[TASK BRIEF] Output the records, every one, exactly as given.

[DATASET — start]

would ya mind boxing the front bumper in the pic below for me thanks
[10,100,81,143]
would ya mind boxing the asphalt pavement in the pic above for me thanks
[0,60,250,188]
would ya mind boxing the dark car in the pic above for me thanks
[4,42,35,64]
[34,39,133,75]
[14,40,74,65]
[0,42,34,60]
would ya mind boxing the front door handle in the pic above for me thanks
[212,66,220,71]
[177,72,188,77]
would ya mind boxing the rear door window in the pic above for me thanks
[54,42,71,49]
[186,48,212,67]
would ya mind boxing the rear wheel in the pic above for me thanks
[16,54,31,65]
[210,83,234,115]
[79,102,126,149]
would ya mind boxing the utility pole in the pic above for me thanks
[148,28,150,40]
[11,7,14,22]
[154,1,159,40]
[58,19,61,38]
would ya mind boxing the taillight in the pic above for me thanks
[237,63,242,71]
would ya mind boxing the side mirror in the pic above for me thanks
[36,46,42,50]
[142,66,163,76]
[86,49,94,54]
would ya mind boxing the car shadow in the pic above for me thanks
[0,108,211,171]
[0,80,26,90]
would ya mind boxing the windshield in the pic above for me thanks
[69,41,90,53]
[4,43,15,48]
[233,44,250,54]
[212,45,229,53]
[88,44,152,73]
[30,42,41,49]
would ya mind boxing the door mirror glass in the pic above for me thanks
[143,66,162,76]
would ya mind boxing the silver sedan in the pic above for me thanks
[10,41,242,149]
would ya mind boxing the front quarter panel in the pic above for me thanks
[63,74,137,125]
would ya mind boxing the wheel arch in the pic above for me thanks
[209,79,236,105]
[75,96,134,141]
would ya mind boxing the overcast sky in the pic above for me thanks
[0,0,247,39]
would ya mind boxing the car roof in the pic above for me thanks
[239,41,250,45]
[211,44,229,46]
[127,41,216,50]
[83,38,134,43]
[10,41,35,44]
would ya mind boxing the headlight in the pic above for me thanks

[DATASET — finish]

[WRITTEN ANSWER]
would ya mind boxing the front bumper in the pic below for me thanks
[10,100,81,143]
would ya mind boxing the asphalt pavement in the pic above for me thanks
[0,60,250,188]
would ya mind boxing the dark car in the pic above for me thanks
[4,42,35,64]
[34,39,133,75]
[14,40,74,65]
[0,42,34,60]
would ya mind boxing the front door handle in the pic above for me thanks
[212,66,220,71]
[177,72,188,77]
would ya mind boxing the rear door window in the pic above for me thanks
[54,42,71,49]
[186,48,212,67]
would ya mind boxing the rear wheel in the pic above for me thanks
[16,54,31,65]
[210,83,234,115]
[79,102,126,149]
would ya mind boxing the utility pole in the pic above for me thanks
[148,28,150,40]
[11,7,14,22]
[154,1,159,40]
[58,19,61,38]
would ya mind boxing the taillight in the pic above for me thanks
[237,63,242,71]
would ya mind boxing the side mirror in the pic above for me thanks
[36,46,42,50]
[142,66,163,76]
[86,49,94,54]
would ya mind boxing the car shadow in the pic above for me thanks
[0,108,211,171]
[0,80,26,90]
would ya mind boxing the windshield in the pic above for me thanks
[69,41,90,53]
[4,43,15,48]
[233,44,250,54]
[212,45,229,53]
[88,44,152,73]
[30,42,41,49]
would ya mind boxing the door mirror glass in the pic above for me thanks
[143,66,162,76]
would ya mind boxing the silver sedan in the pic above for me thanks
[10,41,242,149]
would ya mind boxing the front quarter panel in the pic above for me thanks
[63,74,137,125]
would ya mind boxing the wheel arch in the pic above for me thanks
[209,79,236,105]
[75,96,134,141]
would ya mind boxing the overcast sky in the pic above for me thanks
[0,0,247,39]
would ya mind boxing the car roof in the pic above for me thanks
[239,41,250,45]
[211,44,229,46]
[127,41,216,50]
[83,38,134,43]
[10,41,35,44]
would ya mind boxing the headlight in the pic above for me thanks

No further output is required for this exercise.